Rewrite the items from the line with "dome in the histology slide image provided." to the line with "[426,15,437,49]", both included, changing "pathologist" to "radiologist" and leaving everything else unchanged. Return only those lines.

--

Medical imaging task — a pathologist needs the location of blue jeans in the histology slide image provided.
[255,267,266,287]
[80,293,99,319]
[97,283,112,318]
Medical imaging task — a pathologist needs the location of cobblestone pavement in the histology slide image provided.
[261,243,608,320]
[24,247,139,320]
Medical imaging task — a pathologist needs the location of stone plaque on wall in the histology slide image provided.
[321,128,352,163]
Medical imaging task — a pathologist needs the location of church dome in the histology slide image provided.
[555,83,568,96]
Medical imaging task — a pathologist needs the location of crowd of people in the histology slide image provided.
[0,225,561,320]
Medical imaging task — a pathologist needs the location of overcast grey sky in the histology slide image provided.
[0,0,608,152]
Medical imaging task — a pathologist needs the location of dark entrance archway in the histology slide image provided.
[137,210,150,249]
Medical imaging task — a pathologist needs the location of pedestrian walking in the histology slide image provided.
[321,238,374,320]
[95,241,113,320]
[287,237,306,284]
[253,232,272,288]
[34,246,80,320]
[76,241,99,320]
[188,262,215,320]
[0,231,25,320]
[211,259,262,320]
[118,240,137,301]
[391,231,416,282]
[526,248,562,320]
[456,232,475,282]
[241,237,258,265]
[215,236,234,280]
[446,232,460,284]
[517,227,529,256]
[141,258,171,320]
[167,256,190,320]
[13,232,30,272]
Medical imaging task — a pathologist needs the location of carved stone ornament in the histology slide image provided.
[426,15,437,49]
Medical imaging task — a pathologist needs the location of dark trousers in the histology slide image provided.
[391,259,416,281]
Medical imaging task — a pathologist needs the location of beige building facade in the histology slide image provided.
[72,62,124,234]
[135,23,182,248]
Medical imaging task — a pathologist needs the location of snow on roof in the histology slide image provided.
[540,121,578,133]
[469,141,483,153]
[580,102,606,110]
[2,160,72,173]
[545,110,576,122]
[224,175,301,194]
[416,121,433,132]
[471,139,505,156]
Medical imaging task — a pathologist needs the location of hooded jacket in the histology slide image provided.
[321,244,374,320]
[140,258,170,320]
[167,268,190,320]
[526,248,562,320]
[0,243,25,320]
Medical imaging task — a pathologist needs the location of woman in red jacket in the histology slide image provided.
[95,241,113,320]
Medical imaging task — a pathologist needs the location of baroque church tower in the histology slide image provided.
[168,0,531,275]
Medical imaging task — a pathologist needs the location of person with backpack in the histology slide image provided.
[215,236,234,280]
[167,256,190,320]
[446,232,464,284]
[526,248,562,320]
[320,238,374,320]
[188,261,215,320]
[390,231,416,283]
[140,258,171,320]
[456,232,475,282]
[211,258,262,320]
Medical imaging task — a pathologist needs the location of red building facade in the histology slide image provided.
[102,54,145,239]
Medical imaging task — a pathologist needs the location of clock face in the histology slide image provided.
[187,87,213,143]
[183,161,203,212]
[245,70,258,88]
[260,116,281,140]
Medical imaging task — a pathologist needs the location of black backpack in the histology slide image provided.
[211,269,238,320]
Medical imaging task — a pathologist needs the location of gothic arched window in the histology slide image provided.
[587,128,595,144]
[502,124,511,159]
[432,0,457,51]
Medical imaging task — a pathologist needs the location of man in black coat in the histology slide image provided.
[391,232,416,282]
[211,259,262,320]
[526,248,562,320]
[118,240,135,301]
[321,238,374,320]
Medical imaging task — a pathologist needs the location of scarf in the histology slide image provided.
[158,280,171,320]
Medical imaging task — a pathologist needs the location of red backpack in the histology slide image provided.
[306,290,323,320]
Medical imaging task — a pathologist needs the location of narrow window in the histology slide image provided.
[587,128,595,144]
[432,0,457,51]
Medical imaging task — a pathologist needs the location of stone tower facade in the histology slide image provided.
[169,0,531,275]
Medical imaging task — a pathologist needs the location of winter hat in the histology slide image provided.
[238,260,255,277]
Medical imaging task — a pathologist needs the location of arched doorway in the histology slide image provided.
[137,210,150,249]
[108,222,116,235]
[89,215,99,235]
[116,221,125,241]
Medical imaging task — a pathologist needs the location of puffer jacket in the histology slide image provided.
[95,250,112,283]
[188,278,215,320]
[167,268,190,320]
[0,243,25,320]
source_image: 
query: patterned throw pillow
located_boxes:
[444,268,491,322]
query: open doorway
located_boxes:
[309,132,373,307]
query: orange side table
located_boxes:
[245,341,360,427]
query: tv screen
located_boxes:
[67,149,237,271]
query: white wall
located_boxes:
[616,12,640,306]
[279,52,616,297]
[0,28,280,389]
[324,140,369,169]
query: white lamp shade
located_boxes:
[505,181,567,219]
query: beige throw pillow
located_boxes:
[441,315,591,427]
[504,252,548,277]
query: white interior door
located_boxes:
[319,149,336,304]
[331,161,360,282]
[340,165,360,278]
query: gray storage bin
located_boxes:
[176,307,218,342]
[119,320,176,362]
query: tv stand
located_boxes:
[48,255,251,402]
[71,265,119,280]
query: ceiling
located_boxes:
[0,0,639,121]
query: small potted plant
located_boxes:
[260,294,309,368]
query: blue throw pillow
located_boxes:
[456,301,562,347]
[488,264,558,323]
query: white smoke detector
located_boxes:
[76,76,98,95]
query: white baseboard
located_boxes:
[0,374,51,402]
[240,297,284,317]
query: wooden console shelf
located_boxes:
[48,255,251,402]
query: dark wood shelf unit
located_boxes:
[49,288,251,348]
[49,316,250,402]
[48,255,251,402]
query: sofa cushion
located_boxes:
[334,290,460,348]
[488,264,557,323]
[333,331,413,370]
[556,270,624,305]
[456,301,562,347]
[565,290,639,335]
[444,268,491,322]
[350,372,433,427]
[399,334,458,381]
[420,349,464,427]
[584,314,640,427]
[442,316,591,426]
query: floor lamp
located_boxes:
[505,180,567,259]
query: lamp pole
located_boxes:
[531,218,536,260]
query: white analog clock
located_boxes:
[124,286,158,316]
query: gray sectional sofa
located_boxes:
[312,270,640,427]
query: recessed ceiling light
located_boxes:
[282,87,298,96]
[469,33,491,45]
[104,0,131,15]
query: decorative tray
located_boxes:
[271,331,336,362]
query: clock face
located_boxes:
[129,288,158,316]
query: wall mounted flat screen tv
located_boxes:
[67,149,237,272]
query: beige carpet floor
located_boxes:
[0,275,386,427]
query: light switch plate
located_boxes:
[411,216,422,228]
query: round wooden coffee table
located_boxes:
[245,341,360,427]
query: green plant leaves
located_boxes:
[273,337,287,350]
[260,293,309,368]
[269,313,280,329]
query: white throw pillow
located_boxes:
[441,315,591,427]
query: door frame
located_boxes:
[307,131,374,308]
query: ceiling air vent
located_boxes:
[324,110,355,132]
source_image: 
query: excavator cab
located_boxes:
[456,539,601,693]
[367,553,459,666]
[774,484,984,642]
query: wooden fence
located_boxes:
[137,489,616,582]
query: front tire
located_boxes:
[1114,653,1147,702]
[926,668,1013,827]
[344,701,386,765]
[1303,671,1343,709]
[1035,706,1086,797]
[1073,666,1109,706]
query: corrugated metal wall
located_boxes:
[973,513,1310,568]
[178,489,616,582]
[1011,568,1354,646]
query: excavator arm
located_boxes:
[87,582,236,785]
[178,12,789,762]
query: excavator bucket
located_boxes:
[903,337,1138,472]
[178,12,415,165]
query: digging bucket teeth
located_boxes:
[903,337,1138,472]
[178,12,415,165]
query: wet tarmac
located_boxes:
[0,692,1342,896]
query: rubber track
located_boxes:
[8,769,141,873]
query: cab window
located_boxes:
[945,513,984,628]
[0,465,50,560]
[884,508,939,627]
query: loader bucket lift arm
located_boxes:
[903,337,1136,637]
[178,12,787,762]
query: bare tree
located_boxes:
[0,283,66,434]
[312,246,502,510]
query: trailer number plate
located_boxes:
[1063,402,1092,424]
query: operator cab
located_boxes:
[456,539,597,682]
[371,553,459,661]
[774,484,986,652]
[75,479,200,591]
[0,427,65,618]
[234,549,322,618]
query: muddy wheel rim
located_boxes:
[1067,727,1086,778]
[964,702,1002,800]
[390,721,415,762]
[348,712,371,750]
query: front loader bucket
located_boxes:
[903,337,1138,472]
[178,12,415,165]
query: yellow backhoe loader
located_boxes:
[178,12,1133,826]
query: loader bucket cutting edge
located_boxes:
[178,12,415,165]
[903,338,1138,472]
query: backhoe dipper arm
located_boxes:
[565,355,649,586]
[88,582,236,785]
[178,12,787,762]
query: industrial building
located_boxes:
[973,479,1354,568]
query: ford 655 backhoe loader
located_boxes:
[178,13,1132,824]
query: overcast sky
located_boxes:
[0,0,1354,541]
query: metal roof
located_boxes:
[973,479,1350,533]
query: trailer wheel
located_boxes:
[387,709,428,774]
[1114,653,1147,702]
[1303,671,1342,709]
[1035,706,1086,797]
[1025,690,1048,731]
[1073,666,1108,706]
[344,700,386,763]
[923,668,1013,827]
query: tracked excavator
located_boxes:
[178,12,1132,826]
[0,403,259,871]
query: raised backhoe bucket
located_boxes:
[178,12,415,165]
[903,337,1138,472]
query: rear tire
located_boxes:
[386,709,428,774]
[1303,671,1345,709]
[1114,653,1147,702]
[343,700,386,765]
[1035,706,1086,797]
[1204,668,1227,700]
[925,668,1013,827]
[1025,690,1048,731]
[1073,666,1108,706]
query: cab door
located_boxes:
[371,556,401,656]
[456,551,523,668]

--

▶ SOLUTION
Medical imaging task — a radiologist needs the location of church dome in the histology slide image provided.
[555,83,568,96]
Medical imaging task — a radiologist needs the location of crowd of people in the histology slide image provided.
[0,225,561,320]
Medical imaging task — a radiologist needs the location of overcast grey sky in the histology slide image provided.
[0,0,608,152]
Medical imaging task — a radiologist needs the location of dark entrance archway in the histology slide image provided.
[137,210,150,249]
Medical imaging task — a radiologist needs the location of pedestrian walking in the histology slide image provided.
[321,238,374,320]
[95,241,113,320]
[287,237,306,284]
[253,232,272,288]
[34,246,80,320]
[76,241,99,320]
[188,262,215,320]
[0,231,25,320]
[211,259,262,320]
[118,240,137,301]
[391,231,416,282]
[526,248,562,320]
[456,232,475,282]
[241,237,258,265]
[215,236,234,280]
[446,232,460,284]
[517,227,529,256]
[141,258,171,320]
[167,256,190,320]
[13,232,30,272]
Medical imaging task — a radiologist needs the location of carved stone ornament in the histology slide image provided.
[426,15,437,49]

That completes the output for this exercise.